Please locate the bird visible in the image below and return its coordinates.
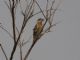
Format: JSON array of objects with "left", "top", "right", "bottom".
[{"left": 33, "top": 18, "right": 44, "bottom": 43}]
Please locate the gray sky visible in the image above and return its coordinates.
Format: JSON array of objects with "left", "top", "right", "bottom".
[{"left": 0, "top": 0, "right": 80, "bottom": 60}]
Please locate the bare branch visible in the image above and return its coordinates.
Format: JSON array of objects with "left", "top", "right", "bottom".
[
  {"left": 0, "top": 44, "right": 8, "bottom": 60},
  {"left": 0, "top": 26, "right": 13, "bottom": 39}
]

************

**Directions for this task:** Rewrite the listing above with "coordinates" swapped for "bounding box" everywhere it occurs, keeping every other word unchanged and leaving the pictures out.

**Exercise result:**
Please locate the bird visible in the image below and return its bounding box.
Format: JSON array of objects with "left", "top", "right", "bottom".
[{"left": 33, "top": 18, "right": 44, "bottom": 43}]
Please locate the gray sky visible in the image above and return its bounding box.
Format: JSON array of objects with "left", "top", "right", "bottom".
[{"left": 0, "top": 0, "right": 80, "bottom": 60}]
Please locate the bare branch visible in the image above and return its bounding box.
Format: JSON array of objects with "left", "top", "right", "bottom".
[
  {"left": 0, "top": 44, "right": 8, "bottom": 60},
  {"left": 0, "top": 26, "right": 13, "bottom": 39}
]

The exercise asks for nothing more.